• Work to be completed
Transcribe every line of the records verbatim.

• Given records
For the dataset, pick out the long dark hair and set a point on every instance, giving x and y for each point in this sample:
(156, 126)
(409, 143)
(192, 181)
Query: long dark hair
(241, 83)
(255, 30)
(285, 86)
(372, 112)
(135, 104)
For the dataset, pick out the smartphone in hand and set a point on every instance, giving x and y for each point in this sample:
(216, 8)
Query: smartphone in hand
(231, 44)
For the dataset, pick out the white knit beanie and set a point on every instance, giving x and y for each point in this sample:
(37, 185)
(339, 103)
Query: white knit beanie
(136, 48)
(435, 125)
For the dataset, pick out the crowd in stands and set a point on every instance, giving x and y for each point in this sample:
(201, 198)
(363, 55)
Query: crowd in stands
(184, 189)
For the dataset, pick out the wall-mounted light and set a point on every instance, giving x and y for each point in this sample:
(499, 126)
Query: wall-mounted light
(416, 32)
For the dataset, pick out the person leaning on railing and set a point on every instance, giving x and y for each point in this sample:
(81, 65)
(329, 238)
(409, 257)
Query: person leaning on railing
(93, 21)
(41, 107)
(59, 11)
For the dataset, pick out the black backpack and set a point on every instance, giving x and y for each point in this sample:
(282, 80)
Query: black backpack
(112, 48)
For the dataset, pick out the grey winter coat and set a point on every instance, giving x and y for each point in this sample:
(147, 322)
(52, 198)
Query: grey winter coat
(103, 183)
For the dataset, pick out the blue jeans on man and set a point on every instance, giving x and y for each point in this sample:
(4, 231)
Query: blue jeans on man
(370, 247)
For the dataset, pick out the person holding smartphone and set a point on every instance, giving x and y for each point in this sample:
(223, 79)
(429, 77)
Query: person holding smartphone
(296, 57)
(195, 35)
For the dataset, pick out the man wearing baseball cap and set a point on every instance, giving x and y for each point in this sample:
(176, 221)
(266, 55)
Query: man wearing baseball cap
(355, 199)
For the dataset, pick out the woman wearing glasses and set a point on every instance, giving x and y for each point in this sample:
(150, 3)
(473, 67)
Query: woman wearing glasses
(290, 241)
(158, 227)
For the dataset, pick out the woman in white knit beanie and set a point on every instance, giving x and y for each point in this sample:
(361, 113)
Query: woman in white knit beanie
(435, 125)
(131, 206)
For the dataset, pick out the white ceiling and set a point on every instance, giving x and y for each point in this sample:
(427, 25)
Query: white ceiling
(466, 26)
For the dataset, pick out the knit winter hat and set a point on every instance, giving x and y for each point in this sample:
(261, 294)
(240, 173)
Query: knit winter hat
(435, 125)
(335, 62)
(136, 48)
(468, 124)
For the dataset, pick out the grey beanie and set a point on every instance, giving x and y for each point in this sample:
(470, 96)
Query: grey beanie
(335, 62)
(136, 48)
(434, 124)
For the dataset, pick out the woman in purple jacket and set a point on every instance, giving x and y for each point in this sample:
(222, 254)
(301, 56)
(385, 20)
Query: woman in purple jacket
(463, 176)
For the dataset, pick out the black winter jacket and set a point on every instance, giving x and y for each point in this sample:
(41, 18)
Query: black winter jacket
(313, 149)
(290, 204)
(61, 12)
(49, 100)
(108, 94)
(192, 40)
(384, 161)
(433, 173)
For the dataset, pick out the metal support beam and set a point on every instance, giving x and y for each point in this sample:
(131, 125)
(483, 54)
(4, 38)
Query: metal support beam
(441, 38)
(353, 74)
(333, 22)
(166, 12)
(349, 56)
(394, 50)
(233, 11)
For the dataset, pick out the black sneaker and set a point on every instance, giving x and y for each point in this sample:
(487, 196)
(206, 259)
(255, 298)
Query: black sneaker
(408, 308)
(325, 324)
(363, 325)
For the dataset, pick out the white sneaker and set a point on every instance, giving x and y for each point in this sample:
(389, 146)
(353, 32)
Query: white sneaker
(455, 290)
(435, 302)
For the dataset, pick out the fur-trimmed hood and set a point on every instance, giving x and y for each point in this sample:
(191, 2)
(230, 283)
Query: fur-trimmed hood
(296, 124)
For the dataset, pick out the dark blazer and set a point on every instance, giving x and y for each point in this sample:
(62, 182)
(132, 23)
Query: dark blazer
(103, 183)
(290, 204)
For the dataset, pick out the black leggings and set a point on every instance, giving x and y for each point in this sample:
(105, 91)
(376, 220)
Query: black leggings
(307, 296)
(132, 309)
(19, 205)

• Exercise result
For the dataset, pick out the long dark hair and set a point on every instance, giving x and y for each point in this sample:
(156, 126)
(409, 143)
(192, 181)
Query: long dark hair
(241, 83)
(255, 30)
(285, 86)
(372, 112)
(135, 104)
For the dataset, pick out the smartphone in hand and set a point on every instance, giving x and y for each point in this sample:
(216, 8)
Query: smartphone in hand
(231, 44)
For the dataset, pick out the white knit beanie and set a point on every instance, giving x and y for each point in this sample:
(37, 185)
(339, 103)
Query: white knit beanie
(136, 48)
(435, 125)
For the dataset, pick out the crowd in stands and set a point on every instance, giving x and y for each point in this sample:
(201, 198)
(363, 55)
Query: crowd in stands
(184, 189)
For the dataset, pick out the wall-mounted light and set a point on every instance, giving x and y for each point in this sample:
(499, 126)
Query: wall-mounted light
(416, 32)
For the dataset, pick out the person leaning on railing and set a point on every instance, giving x and y for each point in this sample:
(81, 65)
(329, 238)
(409, 257)
Query: person leaning on railing
(93, 21)
(41, 107)
(59, 11)
For the dataset, pick out the black backpack and set a point on every instance, giving x and y for each point in this sample:
(282, 80)
Query: black backpack
(112, 48)
For the dataset, pick out the grey winter coat and set a point on every instance, giving x and y for each point in this sample:
(147, 322)
(52, 198)
Query: grey winter coat
(103, 183)
For the dataset, pick out the blue jeans on man and set a point on every instance, giving x and y for each point in this sample:
(4, 231)
Query: blue jeans on man
(370, 247)
For the dataset, pick out the person holding smartphone and set a point on every instance, giving x and y for each point in this sample:
(223, 79)
(429, 77)
Query: person holding smartphone
(296, 57)
(195, 35)
For the dataset, pick out the man wearing baseball cap and set a point on every instance, giving x and y for each point in this sample:
(176, 221)
(266, 55)
Query: man wearing baseball cap
(355, 199)
For the dataset, pick out the woman wearing glasses and set a point on every instance, giving x and y for each point in this sample:
(150, 3)
(473, 67)
Query: woman wearing glasses
(290, 241)
(158, 227)
For the dataset, pick out the woman in white knit beanie and set a point on every instance, giving x and y for each point in this sample:
(361, 113)
Query: woman in white knit beanie
(435, 125)
(131, 206)
For the dataset, pick out the white ceiling and set a point on every instance, giving x and y for each point in this sample:
(427, 25)
Query: white ceiling
(466, 26)
For the dataset, pick out the knit winter hat and set a point on every instance, giving x and y for each point in this sample:
(261, 294)
(240, 173)
Query: knit winter hat
(435, 125)
(335, 62)
(136, 48)
(468, 124)
For the dataset, pick out the grey beanie and set a point on every instance, giving x and y for each point in this sample:
(470, 96)
Query: grey beanie
(335, 62)
(136, 48)
(434, 124)
For the dataset, pick out the woman in purple jacket and set a point on every instance, giving x and y for each point in this sample:
(222, 254)
(301, 56)
(385, 20)
Query: woman in purple jacket
(463, 176)
For the dataset, pick out the black winter jacket and set a point on every instance, giving x and y for each point in this sample:
(41, 18)
Query: black winter jacket
(313, 149)
(290, 204)
(61, 12)
(49, 100)
(108, 94)
(192, 40)
(384, 161)
(433, 173)
For the dataset, pick out the metal support beam and set a point on every instance, giving x and y for each point in this sample:
(131, 125)
(483, 54)
(4, 38)
Query: metal support beam
(441, 38)
(353, 74)
(333, 22)
(166, 12)
(349, 56)
(394, 50)
(233, 11)
For the dataset, pick out the black sneaker and set a point on every instance, giving x and y for each point in this sample:
(487, 196)
(206, 259)
(255, 298)
Query: black sneaker
(408, 308)
(325, 324)
(363, 325)
For the dataset, pick out the white sneaker and set a point on every instance, giving x and y for each point in this sample:
(389, 146)
(353, 32)
Query: white sneaker
(455, 290)
(435, 302)
For the dataset, pick out the fur-trimmed hood and set a point on every instance, giving x and y for each point in this sample:
(191, 2)
(230, 283)
Query: fur-trimmed hood
(296, 124)
For the dataset, pick out the dark blazer and set a point on every instance, giving x and y for each point in this sample:
(62, 182)
(132, 23)
Query: dark blazer
(103, 183)
(290, 204)
For the dataset, pick out the black leggings and set a point on every instance, giving x and y for each point in this sample:
(105, 91)
(376, 220)
Query: black leggings
(307, 296)
(132, 309)
(19, 205)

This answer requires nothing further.